## RECORDS SUPPLIED

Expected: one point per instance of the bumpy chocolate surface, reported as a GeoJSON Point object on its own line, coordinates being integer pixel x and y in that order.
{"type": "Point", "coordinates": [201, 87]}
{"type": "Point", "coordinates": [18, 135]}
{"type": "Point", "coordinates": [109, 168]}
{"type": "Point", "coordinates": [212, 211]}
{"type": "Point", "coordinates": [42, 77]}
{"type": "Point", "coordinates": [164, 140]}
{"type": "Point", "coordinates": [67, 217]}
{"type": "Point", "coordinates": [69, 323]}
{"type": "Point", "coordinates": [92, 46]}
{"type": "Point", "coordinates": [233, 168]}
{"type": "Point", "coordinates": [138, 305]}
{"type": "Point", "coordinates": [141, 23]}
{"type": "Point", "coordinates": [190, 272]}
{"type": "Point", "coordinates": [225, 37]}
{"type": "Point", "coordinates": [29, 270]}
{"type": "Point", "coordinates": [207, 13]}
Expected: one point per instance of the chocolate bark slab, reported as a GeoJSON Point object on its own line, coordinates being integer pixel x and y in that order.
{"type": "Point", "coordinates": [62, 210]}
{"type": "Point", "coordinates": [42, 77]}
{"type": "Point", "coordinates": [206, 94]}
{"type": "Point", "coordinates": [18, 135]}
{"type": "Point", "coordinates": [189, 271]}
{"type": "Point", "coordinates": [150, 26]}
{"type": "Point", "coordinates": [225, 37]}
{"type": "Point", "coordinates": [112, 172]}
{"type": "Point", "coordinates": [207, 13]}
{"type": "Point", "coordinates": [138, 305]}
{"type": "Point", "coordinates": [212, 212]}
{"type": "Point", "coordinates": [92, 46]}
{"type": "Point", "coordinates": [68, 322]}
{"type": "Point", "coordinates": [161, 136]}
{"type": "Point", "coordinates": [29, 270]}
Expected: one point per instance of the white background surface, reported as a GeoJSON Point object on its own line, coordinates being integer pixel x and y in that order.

## EXERCISE INSTRUCTIONS
Each record must be repeated exactly as it appears above.

## EXERCISE OUTPUT
Expected: one point per instance of the bumpy chocolate surface, reported as a GeoJSON Point object on its own line, coordinates being integer pixel x and y in that order.
{"type": "Point", "coordinates": [201, 87]}
{"type": "Point", "coordinates": [18, 135]}
{"type": "Point", "coordinates": [109, 168]}
{"type": "Point", "coordinates": [212, 211]}
{"type": "Point", "coordinates": [42, 77]}
{"type": "Point", "coordinates": [164, 140]}
{"type": "Point", "coordinates": [67, 217]}
{"type": "Point", "coordinates": [69, 323]}
{"type": "Point", "coordinates": [92, 46]}
{"type": "Point", "coordinates": [233, 168]}
{"type": "Point", "coordinates": [138, 305]}
{"type": "Point", "coordinates": [141, 23]}
{"type": "Point", "coordinates": [190, 272]}
{"type": "Point", "coordinates": [225, 37]}
{"type": "Point", "coordinates": [29, 270]}
{"type": "Point", "coordinates": [207, 13]}
Expected: one point per instance of the chocolate bark slab, reported as a GeoJSON Point object on its own line, coordinates being integer pixel x and y in that order.
{"type": "Point", "coordinates": [62, 210]}
{"type": "Point", "coordinates": [42, 77]}
{"type": "Point", "coordinates": [206, 94]}
{"type": "Point", "coordinates": [18, 135]}
{"type": "Point", "coordinates": [189, 271]}
{"type": "Point", "coordinates": [150, 26]}
{"type": "Point", "coordinates": [225, 37]}
{"type": "Point", "coordinates": [112, 172]}
{"type": "Point", "coordinates": [207, 13]}
{"type": "Point", "coordinates": [138, 305]}
{"type": "Point", "coordinates": [212, 212]}
{"type": "Point", "coordinates": [92, 46]}
{"type": "Point", "coordinates": [68, 322]}
{"type": "Point", "coordinates": [161, 136]}
{"type": "Point", "coordinates": [29, 270]}
Expected: one point per instance of the white background surface, reported as a GeoJSON Point object on its own line, coordinates being integer pixel x and y in that order.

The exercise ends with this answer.